━━━ Information shown ━━━

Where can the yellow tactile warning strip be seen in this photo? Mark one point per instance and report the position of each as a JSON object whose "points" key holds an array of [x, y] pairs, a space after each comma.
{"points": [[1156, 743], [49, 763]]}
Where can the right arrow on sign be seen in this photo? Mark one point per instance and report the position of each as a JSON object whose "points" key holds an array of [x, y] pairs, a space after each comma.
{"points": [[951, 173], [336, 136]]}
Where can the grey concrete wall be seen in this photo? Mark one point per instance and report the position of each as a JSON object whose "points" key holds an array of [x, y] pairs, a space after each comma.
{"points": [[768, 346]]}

━━━
━━━ Information shown ━━━

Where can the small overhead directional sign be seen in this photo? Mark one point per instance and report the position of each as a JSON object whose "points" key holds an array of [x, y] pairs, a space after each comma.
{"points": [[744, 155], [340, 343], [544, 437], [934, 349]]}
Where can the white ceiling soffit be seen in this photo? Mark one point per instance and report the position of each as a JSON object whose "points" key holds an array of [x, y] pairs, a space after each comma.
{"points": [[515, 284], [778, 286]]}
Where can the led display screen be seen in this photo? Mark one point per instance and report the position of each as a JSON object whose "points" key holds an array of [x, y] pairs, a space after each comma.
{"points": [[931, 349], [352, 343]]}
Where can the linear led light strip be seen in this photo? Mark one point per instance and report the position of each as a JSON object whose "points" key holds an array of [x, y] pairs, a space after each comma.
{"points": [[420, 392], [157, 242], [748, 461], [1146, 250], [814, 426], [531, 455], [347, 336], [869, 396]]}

━━━

## What you will do
Collect every line from both blocks of entries above that contains the string "strip".

## Response to the task
Where can the yellow tactile warning strip be seen in this photo? Mark one point per instance and report the position of each as a JSON object whose "points" key holds an array of [x, y] pairs, a space after each comma.
Where can the linear led light strip be seen in this photo? Mark one point per instance and report the position of each as a JSON object whose "points" key holds an array of [x, y] pairs, a space after each comma.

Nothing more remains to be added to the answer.